▸ **ACTIVITY**:
The answer should be a single number: how many lines of the entries below hold the word "test".

Natural-language object grounding data
----

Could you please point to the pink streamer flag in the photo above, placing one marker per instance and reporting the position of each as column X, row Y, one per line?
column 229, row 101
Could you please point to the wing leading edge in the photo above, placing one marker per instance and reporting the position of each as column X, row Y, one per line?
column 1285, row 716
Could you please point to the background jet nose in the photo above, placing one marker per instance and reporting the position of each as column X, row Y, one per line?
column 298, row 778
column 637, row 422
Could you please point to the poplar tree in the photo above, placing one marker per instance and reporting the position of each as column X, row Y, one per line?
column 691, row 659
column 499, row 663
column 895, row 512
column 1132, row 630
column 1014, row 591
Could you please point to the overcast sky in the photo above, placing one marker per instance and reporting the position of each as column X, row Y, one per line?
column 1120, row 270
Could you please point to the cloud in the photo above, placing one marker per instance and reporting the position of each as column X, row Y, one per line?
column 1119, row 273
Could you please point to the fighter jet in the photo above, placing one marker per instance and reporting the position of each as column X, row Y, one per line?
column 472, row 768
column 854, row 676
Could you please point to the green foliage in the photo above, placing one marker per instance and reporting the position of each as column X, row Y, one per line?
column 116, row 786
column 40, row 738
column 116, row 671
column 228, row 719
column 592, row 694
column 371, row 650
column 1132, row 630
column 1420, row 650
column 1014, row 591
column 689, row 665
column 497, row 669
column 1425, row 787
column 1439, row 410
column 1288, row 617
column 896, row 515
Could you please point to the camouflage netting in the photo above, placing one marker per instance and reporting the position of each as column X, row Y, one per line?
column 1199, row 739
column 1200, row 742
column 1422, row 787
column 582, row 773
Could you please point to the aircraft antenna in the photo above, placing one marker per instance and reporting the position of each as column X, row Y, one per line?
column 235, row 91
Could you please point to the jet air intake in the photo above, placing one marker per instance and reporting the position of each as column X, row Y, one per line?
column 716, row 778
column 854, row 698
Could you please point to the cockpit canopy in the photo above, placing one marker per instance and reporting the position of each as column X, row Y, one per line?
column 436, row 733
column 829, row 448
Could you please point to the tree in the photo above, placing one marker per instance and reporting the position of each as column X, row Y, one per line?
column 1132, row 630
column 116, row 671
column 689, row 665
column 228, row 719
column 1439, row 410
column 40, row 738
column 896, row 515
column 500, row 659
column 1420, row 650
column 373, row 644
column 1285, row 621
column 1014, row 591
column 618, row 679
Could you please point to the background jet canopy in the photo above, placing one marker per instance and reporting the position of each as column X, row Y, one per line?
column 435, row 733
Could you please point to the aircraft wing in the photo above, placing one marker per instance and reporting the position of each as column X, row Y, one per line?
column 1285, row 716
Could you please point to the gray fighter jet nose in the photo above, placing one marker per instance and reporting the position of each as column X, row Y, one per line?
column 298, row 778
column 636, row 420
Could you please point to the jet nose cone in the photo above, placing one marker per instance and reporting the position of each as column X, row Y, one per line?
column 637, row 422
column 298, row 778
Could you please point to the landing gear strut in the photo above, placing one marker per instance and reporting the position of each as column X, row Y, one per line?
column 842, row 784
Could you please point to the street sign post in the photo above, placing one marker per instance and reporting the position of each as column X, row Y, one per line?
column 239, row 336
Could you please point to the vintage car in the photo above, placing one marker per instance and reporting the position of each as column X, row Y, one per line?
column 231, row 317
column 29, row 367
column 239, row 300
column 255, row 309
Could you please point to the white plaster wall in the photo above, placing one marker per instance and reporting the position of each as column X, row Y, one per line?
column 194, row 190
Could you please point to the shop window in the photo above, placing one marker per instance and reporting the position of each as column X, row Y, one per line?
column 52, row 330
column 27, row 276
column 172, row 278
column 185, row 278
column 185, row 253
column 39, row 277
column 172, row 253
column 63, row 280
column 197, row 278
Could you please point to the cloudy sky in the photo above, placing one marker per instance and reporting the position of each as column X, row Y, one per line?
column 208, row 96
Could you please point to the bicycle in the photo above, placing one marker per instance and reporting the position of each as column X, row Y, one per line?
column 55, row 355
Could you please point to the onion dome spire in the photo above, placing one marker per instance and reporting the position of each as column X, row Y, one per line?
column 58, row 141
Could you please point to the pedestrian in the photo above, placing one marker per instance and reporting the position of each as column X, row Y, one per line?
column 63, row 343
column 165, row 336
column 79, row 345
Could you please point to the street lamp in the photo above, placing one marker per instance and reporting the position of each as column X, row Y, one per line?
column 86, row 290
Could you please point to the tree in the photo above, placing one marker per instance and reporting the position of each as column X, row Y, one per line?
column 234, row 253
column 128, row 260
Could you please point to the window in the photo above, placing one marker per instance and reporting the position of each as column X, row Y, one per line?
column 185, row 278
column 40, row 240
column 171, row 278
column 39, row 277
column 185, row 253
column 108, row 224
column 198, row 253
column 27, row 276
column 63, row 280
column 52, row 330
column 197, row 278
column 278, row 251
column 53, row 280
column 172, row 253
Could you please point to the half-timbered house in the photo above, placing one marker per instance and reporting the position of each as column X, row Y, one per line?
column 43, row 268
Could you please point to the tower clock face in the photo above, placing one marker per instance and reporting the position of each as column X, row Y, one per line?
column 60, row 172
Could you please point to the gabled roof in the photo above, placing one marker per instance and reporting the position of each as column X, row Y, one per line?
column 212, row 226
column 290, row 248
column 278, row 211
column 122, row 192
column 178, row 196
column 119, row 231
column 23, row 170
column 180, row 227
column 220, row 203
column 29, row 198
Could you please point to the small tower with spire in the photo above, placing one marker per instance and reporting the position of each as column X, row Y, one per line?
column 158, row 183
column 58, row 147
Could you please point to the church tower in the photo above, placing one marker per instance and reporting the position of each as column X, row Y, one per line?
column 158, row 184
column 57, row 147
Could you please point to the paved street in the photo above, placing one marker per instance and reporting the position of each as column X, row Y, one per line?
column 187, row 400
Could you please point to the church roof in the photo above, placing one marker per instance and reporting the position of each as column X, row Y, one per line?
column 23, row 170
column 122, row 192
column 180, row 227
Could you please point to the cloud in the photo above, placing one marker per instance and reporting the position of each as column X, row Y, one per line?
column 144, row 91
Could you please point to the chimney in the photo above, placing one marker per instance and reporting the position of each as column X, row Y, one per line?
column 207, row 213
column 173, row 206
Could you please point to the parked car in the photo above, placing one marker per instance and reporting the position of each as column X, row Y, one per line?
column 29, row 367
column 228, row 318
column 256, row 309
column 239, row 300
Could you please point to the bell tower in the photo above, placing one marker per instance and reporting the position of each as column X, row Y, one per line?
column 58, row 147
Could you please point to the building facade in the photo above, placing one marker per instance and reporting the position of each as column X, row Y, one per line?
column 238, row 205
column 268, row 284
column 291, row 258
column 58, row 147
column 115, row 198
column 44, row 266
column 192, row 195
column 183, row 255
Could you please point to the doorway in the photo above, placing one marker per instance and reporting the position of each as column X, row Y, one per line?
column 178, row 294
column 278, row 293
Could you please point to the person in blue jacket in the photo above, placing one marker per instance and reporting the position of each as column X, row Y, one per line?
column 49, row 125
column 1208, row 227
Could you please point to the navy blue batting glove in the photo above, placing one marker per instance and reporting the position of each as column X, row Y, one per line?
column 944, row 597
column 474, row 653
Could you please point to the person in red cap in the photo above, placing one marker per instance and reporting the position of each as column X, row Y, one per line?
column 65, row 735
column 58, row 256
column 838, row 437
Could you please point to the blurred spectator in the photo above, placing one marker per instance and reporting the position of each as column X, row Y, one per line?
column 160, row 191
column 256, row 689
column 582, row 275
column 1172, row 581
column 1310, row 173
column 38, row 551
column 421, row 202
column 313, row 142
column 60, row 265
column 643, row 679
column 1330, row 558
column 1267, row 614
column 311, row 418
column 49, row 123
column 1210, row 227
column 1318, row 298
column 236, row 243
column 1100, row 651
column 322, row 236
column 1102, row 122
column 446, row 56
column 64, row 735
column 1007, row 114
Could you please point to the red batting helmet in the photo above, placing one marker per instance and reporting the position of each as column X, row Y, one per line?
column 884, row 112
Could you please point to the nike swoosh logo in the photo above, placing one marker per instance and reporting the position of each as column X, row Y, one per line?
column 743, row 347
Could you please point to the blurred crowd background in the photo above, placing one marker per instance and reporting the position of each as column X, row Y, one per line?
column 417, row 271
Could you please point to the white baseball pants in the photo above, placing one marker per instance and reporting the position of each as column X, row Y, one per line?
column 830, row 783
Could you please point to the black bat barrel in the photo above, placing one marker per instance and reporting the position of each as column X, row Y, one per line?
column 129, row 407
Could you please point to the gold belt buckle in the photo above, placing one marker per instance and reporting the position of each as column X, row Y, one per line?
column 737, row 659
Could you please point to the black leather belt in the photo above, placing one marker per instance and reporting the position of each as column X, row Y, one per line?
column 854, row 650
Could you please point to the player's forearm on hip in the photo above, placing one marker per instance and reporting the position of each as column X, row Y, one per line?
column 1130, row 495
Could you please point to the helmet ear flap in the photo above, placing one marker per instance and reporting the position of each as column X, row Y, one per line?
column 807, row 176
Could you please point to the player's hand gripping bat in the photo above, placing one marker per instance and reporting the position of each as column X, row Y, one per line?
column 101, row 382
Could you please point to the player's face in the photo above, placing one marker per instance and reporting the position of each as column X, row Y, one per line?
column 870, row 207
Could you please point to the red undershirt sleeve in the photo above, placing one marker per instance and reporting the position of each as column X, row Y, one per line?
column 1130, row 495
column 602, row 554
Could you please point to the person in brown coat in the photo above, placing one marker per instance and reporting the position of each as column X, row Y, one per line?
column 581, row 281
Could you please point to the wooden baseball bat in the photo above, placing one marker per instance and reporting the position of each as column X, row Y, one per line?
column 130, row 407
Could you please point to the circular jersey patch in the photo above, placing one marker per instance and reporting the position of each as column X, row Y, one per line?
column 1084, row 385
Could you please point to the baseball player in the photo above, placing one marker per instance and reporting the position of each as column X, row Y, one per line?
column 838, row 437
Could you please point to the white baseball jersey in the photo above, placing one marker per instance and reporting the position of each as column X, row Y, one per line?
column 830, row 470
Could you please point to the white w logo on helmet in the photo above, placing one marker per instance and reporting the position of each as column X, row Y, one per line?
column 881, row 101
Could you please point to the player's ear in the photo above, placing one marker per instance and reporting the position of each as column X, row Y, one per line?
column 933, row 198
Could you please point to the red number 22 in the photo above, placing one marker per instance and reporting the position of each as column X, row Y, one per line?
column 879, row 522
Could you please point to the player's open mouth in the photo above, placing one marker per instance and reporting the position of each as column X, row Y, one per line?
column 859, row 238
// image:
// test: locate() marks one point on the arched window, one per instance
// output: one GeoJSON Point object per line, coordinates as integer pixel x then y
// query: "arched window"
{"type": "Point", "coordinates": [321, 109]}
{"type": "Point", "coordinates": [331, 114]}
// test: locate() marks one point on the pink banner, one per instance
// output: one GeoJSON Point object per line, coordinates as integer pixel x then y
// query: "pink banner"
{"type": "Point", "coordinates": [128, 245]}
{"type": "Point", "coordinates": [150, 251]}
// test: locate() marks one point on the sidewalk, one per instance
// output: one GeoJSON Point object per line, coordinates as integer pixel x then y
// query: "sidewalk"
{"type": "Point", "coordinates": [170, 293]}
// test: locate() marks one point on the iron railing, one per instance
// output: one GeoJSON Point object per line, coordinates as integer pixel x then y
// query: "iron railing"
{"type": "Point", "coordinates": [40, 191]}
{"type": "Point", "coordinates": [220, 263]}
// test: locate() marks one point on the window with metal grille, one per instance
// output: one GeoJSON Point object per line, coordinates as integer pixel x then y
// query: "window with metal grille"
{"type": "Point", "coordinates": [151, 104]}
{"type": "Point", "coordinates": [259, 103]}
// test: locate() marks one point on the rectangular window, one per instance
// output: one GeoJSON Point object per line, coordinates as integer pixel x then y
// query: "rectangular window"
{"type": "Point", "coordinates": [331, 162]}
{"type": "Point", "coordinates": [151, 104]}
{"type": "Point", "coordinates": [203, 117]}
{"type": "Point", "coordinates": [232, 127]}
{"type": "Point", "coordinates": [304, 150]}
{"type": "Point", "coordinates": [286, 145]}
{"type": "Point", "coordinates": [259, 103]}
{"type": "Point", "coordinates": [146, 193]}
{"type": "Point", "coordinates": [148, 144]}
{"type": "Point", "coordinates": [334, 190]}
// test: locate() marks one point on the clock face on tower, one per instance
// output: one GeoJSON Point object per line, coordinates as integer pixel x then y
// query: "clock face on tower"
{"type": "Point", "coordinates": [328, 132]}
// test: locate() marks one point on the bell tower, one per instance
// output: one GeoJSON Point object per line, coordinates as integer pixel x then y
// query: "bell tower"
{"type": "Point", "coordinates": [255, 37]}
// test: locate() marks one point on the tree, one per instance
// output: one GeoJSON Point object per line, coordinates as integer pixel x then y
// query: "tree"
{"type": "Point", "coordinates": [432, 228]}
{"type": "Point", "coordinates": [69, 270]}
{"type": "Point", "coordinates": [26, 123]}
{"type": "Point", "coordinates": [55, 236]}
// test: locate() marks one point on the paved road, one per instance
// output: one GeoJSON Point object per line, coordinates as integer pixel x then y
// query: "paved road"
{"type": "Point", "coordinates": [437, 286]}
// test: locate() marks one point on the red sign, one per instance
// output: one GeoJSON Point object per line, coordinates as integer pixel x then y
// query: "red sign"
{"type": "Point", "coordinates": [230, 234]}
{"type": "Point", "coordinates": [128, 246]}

----

▸ **WRITTEN ANSWER**:
11